▶ TASK TO CARRY OUT
Rewrite all of these lines, swapping each "Record integer pixel coordinates" for "Give whole-number pixel coordinates" and keeping everything else the same.

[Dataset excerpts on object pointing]
====
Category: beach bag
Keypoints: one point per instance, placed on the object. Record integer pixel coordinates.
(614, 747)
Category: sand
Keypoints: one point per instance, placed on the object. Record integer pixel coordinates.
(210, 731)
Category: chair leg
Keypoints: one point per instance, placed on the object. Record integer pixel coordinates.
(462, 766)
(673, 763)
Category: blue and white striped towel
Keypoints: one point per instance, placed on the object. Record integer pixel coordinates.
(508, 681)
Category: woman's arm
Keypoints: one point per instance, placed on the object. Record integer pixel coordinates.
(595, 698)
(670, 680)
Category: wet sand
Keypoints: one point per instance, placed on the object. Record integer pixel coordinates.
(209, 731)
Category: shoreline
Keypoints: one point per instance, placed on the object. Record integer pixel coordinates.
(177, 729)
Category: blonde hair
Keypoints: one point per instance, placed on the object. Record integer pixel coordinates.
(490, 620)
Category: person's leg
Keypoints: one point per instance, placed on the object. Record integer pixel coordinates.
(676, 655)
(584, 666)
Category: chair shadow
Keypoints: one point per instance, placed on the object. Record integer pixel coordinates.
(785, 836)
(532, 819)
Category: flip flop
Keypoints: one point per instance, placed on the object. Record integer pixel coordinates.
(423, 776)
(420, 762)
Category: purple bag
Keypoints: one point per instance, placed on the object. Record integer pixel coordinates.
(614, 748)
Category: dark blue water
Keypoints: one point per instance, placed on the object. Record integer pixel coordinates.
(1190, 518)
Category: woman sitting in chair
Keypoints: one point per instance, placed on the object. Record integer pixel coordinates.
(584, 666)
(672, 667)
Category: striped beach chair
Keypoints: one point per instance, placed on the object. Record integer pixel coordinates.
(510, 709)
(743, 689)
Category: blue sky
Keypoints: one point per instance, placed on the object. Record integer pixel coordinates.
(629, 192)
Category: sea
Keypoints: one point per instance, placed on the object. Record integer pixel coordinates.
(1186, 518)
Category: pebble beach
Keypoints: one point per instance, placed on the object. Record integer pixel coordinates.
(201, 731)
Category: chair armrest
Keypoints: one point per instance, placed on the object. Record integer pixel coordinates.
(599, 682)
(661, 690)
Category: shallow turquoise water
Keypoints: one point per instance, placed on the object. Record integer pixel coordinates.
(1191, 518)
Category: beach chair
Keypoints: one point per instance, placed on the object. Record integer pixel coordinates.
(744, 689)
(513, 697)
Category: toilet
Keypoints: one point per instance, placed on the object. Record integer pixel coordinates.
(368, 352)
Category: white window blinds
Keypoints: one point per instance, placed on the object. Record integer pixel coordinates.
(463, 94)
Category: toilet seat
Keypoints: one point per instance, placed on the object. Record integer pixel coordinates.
====
▶ IN RESPONSE
Category: beach bag
Keypoints: one point per instance, placed on the object. Give whole-number pixel coordinates.
(614, 747)
Category: sand
Keypoints: one point per instance, placed on the object. Give whole-number pixel coordinates.
(210, 731)
Category: chair leg
Keypoints: one point per instance, placed on the object. Give whole-number pixel coordinates.
(462, 766)
(673, 763)
Category: blue and white striped towel
Keypoints: one point per instance, placed on the object. Give whole-number pixel coordinates.
(508, 681)
Category: woman's arm
Keypoints: one point per instance, placed on the object. Give whole-number pixel coordinates.
(595, 698)
(670, 680)
Category: wet sand
Keypoints: one point per instance, placed on the object. Give whole-number pixel coordinates.
(209, 731)
Category: shoreline
Keypoints: one point per instance, placed on the object. Give whole-number pixel coordinates.
(177, 729)
Category: blonde hair
Keypoints: one point per instance, placed on the object. Give whole-number pixel coordinates.
(490, 620)
Category: person's leg
Keypoints: one point per instance, placed on the object. Give whole-number pixel coordinates.
(676, 655)
(584, 666)
Category: chair shadow
Keypoints: one point per instance, placed on the object. Give whole-number pixel coordinates.
(785, 836)
(532, 819)
Category: flip flop
Keypoints: one point per instance, placed on the object. Give whole-number pixel coordinates.
(423, 776)
(420, 762)
Category: purple bag
Keypoints: one point per instance, placed on the object. Give whole-number pixel coordinates.
(614, 748)
Category: dark blue water
Keypoints: one point per instance, placed on the object. Give whole-number pixel coordinates.
(1190, 518)
Category: woman sitting in chair
Keypoints: one point per instance, placed on the object. Give whole-number pixel coordinates.
(584, 666)
(672, 667)
Category: striped beach chair
Keypoints: one point per instance, placed on the object. Give whole-number pixel coordinates.
(510, 709)
(743, 689)
Category: blue sky
Keypoints: one point per instance, placed on the object. Give whole-number pixel coordinates.
(629, 192)
Category: sea
Keypoints: one point per instance, placed on the object. Give whole-number pixel coordinates.
(1186, 518)
Category: pebble beach
Keypoints: one point per instance, placed on the object. Give whole-number pixel coordinates.
(201, 731)
Category: chair armrest
Keypoints: one point per instance, placed on the object. Give whole-number pixel coordinates.
(599, 682)
(661, 690)
Category: shallow turquoise water
Keypoints: one point per instance, placed on the object. Give whole-number pixel coordinates.
(1191, 518)
Category: beach chair
Keypoints: one point per instance, placed on the object. Give whole-number pixel coordinates.
(744, 689)
(513, 697)
Category: toilet
Keypoints: one point per instance, placed on the object. Give whole-number pixel coordinates.
(368, 352)
Category: white window blinds
Keypoints: one point per instance, placed on the object. Give whole-number pixel coordinates.
(463, 94)
Category: toilet seat
Keypoints: one point per instance, placed on the object. Give whole-number pixel coordinates.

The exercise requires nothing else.